ENUNCIADO:
Transcreva, do texto sobre aparelhos conectados, o trecho que começa em "Uma avalancha de" e termina em "tráfego das cidades.", sem alterar nenhuma palavra.

As analistas IDC e Gartner estimam quem, em 2020, existam entre 26 mil milhões e 28 mil milhões de aparelhos conectados. A Cisco, uma multinacional de infra-estruturas de comunicações, aponta para 50 mil milhões. Por comparação, no ano passado foram postos à venda 1400 milhões de smartphones em todo o mundo.
Uma avalancha de aparelhos e sensores ligados em rede significa ainda um enorme manancial de dados – desde as fotografias das férias guardadas nos servidores da Apple, do Google ou da Microsoft, até ao número de vezes que passámos pela fila dos cereais no supermercado, guardado nas bases de dados das grandes cadeias retalhistas. Muitos destes dados estão prontos a serem escrutinados, cruzados e analisados por computadores poderosos em busca de formas mais eficazes de vender leite ou de gerir o tráfego das cidades.

INFORMAÇÃO:

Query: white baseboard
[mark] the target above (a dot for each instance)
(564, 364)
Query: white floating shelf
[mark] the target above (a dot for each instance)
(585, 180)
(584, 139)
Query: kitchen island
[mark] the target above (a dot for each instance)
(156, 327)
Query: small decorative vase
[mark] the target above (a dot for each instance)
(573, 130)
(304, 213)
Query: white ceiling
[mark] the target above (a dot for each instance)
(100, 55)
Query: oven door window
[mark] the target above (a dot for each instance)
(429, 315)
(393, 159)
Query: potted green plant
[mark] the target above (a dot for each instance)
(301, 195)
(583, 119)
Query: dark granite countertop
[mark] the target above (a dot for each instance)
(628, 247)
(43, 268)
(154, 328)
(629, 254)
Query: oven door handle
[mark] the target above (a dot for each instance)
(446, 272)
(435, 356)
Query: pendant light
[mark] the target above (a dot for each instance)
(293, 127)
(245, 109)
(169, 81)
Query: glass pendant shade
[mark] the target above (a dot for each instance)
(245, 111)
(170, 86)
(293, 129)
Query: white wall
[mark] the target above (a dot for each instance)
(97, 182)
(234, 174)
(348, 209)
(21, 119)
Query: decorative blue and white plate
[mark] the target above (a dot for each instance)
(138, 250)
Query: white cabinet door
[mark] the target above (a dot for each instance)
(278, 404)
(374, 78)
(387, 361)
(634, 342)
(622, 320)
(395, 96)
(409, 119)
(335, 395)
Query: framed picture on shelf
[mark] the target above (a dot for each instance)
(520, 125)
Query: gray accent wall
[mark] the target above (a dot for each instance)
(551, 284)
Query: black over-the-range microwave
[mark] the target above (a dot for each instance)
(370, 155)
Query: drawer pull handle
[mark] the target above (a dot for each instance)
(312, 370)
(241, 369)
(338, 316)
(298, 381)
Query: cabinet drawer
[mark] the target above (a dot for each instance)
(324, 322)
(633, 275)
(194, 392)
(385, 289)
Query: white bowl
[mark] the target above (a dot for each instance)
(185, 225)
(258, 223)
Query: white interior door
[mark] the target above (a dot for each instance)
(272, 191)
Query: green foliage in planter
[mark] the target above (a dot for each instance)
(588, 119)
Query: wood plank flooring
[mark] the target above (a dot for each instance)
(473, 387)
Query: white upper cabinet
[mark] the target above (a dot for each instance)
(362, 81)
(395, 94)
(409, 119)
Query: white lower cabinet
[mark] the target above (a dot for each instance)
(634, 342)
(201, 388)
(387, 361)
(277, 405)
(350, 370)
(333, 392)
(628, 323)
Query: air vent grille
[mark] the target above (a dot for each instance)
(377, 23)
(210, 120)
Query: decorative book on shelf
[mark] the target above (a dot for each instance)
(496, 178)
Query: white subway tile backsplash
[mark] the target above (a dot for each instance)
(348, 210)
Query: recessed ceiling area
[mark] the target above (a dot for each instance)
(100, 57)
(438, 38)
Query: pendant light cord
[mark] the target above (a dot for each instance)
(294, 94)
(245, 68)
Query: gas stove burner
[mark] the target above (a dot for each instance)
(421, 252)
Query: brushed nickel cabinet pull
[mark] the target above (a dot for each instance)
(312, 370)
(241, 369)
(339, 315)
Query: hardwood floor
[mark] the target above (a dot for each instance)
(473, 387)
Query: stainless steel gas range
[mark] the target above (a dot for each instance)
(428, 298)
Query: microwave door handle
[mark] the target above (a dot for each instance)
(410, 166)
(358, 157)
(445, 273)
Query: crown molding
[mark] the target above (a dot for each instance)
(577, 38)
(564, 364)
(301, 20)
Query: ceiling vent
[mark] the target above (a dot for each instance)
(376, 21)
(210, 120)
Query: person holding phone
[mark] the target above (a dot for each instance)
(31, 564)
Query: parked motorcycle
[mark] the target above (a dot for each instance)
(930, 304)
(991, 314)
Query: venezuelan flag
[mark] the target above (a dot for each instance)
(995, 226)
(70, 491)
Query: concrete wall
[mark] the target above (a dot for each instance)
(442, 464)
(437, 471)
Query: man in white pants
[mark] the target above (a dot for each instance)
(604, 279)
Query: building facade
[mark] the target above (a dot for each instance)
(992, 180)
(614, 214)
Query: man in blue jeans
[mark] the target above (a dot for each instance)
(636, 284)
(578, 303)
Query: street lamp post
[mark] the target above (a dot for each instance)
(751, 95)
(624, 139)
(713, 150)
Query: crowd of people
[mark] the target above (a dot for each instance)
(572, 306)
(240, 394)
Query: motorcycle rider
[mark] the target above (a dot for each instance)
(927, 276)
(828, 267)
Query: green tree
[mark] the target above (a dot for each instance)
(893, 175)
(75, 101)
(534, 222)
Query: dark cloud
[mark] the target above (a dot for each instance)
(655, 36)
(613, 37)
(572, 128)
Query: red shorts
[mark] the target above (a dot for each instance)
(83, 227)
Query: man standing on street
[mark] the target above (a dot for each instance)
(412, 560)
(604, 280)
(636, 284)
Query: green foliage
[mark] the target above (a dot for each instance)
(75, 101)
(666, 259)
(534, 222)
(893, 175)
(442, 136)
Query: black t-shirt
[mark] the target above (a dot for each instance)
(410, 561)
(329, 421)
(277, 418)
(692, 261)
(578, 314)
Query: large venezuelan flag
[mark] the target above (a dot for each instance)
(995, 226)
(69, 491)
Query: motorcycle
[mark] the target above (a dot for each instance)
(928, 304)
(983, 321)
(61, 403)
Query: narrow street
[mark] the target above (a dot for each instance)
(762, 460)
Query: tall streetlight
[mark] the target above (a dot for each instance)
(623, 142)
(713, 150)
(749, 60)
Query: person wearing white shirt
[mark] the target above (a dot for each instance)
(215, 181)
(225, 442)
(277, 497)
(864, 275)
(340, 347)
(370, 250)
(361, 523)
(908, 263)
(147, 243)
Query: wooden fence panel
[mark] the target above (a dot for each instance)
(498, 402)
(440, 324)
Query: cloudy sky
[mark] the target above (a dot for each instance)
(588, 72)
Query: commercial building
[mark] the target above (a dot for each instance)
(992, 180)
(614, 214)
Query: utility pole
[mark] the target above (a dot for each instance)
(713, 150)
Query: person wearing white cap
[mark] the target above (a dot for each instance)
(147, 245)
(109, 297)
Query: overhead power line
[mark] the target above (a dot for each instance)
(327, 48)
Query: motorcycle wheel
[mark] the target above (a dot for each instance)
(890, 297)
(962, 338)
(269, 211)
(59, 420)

RESPOSTA:
Uma avalancha de aparelhos e sensores ligados em rede significa ainda um enorme manancial de dados – desde as fotografias das férias guardadas nos servidores da Apple, do Google ou da Microsoft, até ao número de vezes que passámos pela fila dos cereais no supermercado, guardado nas bases de dados das grandes cadeias retalhistas. Muitos destes dados estão prontos a serem escrutinados, cruzados e analisados por computadores poderosos em busca de formas mais eficazes de vender leite ou de gerir o tráfego das cidades.